*PROVIDED TEXT*.
..........

We need to speak up for those who cannot by Charlotte Stephens | 07 August 2019


Charlotte Stephens, Research Correspondent, ME Association.

Charlotte is the research correspondent for the ME Association and works on an occasional basis from home. She has had M.E. for four and a half years. Here she shares a little about her experience of the condition and what it was like when she was at her most severe.

I’d say I’m quite a ‘classic case’ of M.E.; I led a very active and full life before falling ill with glandular fever in my final year of university and I’ve never been the same since, my world was changed forever. I went from weekly runs and fitness classes to having to sit and shuffle down the stairs.

Managing to go out for a meal for my birthday

Fortunately for me (or unfortunately!), I would class myself in the ‘moderate’ category of the ME Association disability scale, at around 50% disabled most days.

However, on ‘bad days’ I’m at 60-70% and during bad crashes (severe flare-ups of all my symptoms) I slip into the severe–very severe categories, at 80-90%.

..........

*Natural-language object grounding data*.
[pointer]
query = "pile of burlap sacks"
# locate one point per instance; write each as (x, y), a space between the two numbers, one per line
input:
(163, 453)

..........

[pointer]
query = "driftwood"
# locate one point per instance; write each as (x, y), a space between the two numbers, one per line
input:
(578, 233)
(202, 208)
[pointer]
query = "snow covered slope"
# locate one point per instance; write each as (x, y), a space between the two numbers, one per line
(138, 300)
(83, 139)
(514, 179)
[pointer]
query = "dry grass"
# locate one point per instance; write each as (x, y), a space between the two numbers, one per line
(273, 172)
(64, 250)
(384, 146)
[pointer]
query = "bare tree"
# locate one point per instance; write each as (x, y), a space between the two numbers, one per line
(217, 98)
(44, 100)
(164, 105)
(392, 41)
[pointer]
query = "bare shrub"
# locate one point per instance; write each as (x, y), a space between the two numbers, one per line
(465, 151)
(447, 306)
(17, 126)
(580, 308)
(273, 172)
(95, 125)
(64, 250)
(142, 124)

..........

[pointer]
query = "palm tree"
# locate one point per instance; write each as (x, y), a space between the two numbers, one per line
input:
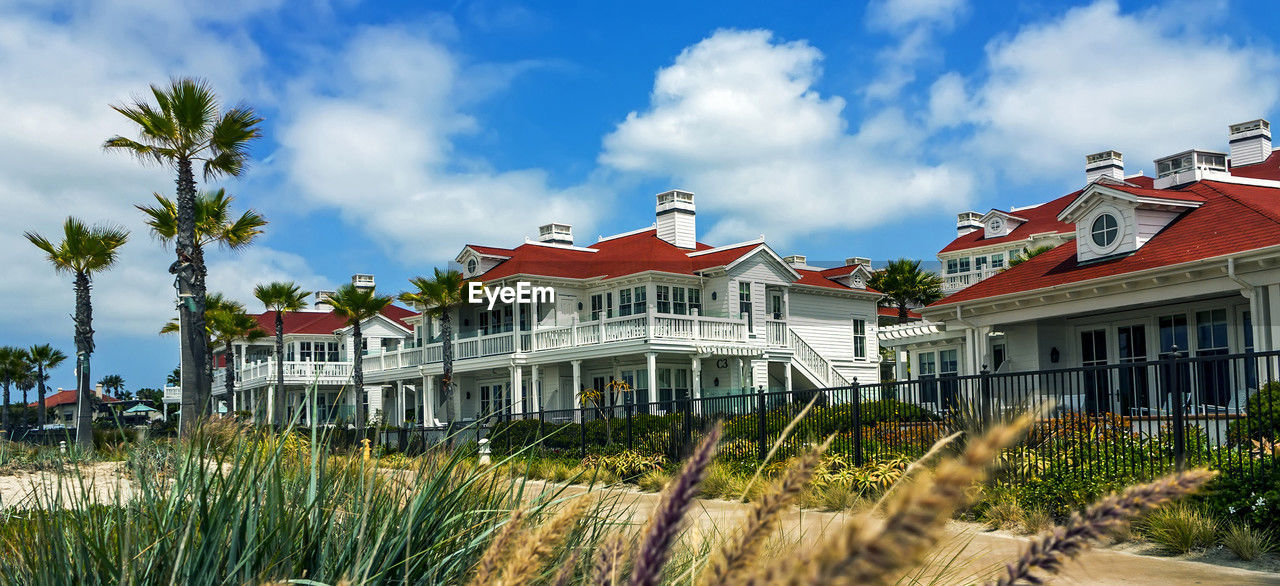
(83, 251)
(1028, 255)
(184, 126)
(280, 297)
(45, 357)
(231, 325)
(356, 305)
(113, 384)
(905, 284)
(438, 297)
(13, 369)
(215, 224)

..........

*TASK ITEM A*. Using the M.E. article, explain in one to three sentences why the author calls herself a "classic case" of M.E.
*TASK ITEM B*. Continue the M.E. article, picking up after its final sentence.

*EXERCISE RESPONSE A*. She led a very active and full life before falling ill with glandular fever in her final year of university, and she has never been the same since.

*EXERCISE RESPONSE B*.
The unpredictable and fluctuating nature of M.E. is incredibly frustrating to live with. You can’t plan your future as you’re unsure if you will be able to walk next week and yet the people around you who see you on a ‘good’ day tell you you’re looking well and assume that you are better.

What they don’t see are the days where you cannot physically move out of bed as the life force has been sucked out of you and your limbs are painful dead weights.

They don’t see the times when you are so cold and no matter what you do you cannot get warm. When you don’t even have the strength to hold a cup for a drink or your jaw aches after chewing a few mouthfuls of food.

My cat, Tibby, keeping me company during a ‘crash’ the day after my birthday

They don’t see the days spent in tears from being in so much pain and the frustration of not being able to spend time with them.

They don’t know that sometimes you have to wear sunglasses indoors because the light hurts and you can’t bear any noise.

They don’t know the indignity of being in your 20’s and having to have your mum undress you or help you in and out of the bath; the only place where the pain lessens and you can find some relief.

But my time spent in bad crashes is only a taste of what a proportion of people with M.E. live with every single day of their lives. Their ‘good days’ are not lunch out with friends; they’re managing to sit up in bed for one minute.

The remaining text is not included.